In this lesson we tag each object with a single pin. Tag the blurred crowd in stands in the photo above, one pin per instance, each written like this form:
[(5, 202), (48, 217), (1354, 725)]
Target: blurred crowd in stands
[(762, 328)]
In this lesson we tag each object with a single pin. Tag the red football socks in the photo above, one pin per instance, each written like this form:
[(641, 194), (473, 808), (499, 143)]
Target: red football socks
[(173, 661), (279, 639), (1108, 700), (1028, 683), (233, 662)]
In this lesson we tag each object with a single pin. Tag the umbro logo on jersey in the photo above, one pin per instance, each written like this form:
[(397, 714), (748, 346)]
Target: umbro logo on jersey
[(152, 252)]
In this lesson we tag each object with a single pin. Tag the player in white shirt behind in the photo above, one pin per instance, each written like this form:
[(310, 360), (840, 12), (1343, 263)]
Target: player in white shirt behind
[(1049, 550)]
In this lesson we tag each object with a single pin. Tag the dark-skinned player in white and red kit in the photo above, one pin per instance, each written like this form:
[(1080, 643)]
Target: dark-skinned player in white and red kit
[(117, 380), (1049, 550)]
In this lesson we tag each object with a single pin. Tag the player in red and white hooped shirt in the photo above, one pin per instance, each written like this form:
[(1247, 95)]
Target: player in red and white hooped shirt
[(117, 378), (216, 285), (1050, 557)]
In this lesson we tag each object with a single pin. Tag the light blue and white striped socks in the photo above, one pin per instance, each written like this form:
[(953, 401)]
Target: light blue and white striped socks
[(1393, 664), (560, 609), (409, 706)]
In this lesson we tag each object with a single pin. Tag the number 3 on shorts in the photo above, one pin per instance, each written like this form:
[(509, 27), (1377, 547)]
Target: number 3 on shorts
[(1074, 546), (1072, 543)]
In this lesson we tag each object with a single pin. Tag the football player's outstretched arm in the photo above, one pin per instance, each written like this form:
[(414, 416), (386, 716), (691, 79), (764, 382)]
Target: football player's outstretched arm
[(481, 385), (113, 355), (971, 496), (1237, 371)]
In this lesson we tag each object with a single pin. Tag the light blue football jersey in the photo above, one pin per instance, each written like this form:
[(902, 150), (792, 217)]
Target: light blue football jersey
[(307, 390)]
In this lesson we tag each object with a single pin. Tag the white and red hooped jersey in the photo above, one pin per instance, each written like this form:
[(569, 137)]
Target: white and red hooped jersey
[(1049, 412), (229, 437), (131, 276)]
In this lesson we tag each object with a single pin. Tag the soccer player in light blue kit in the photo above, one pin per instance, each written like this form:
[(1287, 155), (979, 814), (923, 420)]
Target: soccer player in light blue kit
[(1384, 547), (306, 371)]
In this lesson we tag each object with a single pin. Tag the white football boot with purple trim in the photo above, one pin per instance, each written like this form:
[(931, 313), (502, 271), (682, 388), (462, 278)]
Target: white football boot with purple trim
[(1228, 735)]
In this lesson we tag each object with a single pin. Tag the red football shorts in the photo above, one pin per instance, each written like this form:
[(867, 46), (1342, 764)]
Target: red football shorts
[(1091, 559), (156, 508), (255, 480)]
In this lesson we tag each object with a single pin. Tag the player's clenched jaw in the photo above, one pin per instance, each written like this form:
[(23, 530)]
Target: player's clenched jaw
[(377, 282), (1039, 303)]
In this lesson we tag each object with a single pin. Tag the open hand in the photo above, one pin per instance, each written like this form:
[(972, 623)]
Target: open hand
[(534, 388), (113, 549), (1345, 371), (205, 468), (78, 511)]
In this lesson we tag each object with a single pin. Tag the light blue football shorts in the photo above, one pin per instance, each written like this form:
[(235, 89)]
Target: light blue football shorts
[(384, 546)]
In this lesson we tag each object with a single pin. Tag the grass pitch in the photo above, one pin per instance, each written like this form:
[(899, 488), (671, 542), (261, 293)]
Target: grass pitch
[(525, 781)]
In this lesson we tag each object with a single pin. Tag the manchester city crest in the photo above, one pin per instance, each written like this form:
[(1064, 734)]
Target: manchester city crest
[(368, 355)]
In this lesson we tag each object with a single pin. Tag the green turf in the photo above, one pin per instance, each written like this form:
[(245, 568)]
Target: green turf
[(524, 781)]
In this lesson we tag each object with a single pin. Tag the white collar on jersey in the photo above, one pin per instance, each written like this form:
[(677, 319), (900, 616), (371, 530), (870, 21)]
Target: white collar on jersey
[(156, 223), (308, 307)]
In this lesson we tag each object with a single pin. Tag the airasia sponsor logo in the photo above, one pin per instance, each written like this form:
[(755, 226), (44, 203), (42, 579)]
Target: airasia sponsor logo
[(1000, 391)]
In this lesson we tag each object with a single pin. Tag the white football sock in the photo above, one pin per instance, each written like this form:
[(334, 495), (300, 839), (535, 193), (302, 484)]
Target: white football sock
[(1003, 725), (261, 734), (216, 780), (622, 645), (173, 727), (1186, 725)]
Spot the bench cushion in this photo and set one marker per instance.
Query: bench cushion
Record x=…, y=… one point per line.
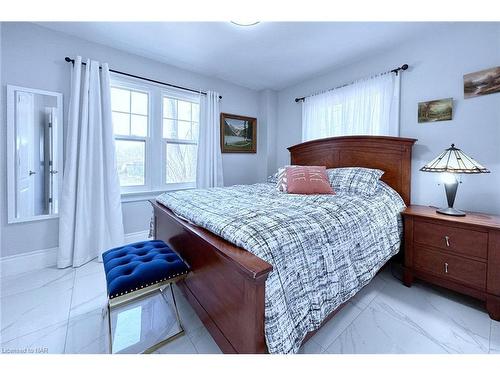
x=135, y=266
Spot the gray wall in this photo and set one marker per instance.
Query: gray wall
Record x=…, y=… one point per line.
x=437, y=65
x=33, y=56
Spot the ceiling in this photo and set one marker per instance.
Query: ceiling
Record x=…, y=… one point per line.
x=269, y=55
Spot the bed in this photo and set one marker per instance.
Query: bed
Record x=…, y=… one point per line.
x=232, y=289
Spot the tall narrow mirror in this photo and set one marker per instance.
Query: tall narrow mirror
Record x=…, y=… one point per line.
x=34, y=162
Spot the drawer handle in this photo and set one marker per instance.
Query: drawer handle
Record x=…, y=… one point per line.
x=447, y=239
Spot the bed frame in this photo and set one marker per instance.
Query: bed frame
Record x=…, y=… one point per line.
x=227, y=284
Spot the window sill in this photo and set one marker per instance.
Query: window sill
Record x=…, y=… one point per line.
x=146, y=195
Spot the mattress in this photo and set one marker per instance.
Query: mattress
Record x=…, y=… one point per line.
x=323, y=248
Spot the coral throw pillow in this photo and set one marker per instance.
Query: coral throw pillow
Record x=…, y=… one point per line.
x=308, y=180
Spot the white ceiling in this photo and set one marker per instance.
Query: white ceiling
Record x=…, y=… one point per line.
x=269, y=55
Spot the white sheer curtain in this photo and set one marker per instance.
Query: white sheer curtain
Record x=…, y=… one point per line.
x=209, y=161
x=90, y=219
x=365, y=107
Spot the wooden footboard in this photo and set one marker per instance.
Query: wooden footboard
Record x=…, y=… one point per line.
x=226, y=284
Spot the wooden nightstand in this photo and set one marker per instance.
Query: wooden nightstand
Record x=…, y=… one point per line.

+ + + +

-- What to produce --
Isolate each line of the listing above that includes "mattress". Copy it.

-- Response to this exercise --
Spot the mattress in this photo and set one marker per instance.
Query: mattress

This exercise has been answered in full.